§ Tasks to carry out
**1)** In the tzedakah passage, who taught "Who is wealthy? Someone who is happy with what they have."?
**2)** Decide whether each statement agrees with the tzedakah passage, and back each yes or no with the passage's deciding words, quoted exactly.
(a) The episode is the fifth in a ten-episode miniseries.
(b) Giving to a person asking for money right in front of you is called the harder kind of giving.
(c) Yearly studies show that rich people are generally the happiest in life.
**3)** Render this sentence from the tzedakah passage in Spanish: "They’re happy with what they have, and that makes them more able to focus on the priceless things in life: family, community, relationships, meaning."

§ Supplied text
- - - - - - -
This is our fifth episode in a ten-episode miniseries on interpersonal mitzvot. Last week, I shared a story about meeting a family outside a drug store at night, and we reflected together on that kind of immediate, person-in-front-of-you-asking-for-money giving. Today, as promised, I want to focus on this other kind of tzedakah—the kind where there isn’t a literal person right there in front of you. Because this is an equally important kind of giving—and probably a harder one to do.
Why do I say that? When someone is in need right in front of us, our heartstrings are moved. It actually takes some work to suppress our natural feelings of compassion. But when we’re sitting at our kitchen table and no one is right there asking for help, it takes effort to bring those people into our awareness. In fact, tzedakah in such cases isn’t only about giving to someone in need. It’s an opportunity to develop and maintain our own orientation to the money and possessions we have.
Perhaps the most fundamental Jewish spiritual teaching on this subject comes from the ancient rabbi, Shimon ben Zoma, who taught: “Who is wealthy? Someone who is happy with what they have.” We know this from those studies that come out every year that tell us that it’s not rich people who are generally the happiest in life. It’s often people who don’t have as much materially, but who also aren’t always chasing material success. They’re happy with what they have, and that makes them more able to focus on the priceless things in life: family, community, relationships, meaning.
- - - - - - -
§ Dataset excerpt
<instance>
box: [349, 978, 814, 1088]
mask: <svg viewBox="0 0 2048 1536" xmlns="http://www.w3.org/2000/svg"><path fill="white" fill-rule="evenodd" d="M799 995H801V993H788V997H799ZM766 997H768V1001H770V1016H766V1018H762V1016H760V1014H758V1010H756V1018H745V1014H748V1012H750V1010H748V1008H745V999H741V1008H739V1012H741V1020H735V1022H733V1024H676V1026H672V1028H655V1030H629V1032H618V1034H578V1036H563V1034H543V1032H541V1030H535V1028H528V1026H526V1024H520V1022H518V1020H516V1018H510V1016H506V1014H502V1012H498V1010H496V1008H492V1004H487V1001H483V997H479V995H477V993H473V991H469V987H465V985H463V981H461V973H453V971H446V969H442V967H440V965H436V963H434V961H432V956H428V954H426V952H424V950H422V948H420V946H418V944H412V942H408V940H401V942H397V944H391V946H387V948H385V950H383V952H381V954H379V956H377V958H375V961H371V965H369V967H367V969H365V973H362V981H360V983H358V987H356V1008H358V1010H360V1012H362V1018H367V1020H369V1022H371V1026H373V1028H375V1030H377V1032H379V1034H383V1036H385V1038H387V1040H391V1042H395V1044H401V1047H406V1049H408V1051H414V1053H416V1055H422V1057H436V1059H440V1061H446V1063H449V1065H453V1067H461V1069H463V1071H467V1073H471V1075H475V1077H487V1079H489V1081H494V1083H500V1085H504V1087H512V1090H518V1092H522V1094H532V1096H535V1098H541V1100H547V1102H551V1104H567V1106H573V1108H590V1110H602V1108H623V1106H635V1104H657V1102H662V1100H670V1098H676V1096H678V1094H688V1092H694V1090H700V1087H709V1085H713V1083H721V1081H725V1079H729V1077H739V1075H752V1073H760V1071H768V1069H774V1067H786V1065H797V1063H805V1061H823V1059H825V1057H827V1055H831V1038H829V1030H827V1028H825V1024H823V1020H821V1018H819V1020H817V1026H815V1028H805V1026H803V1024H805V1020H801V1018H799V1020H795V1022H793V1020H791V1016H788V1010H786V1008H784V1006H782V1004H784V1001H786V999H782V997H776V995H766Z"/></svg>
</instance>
- - - - - - -
§ Outputs in order
**1)** Shimon ben Zoma, an ancient rabbi.

**2)**
(a) Yes: "This is our fifth episode in a ten-episode miniseries on interpersonal mitzvot."
(b) No: the harder kind is "the kind where there isn’t a literal person right there in front of you", described as "probably a harder one to do."
(c) No: "it’s not rich people who are generally the happiest in life."

**3)** Están contentos con lo que tienen, y eso los hace más capaces de centrarse en las cosas invaluables de la vida: la familia, la comunidad, las relaciones, el sentido.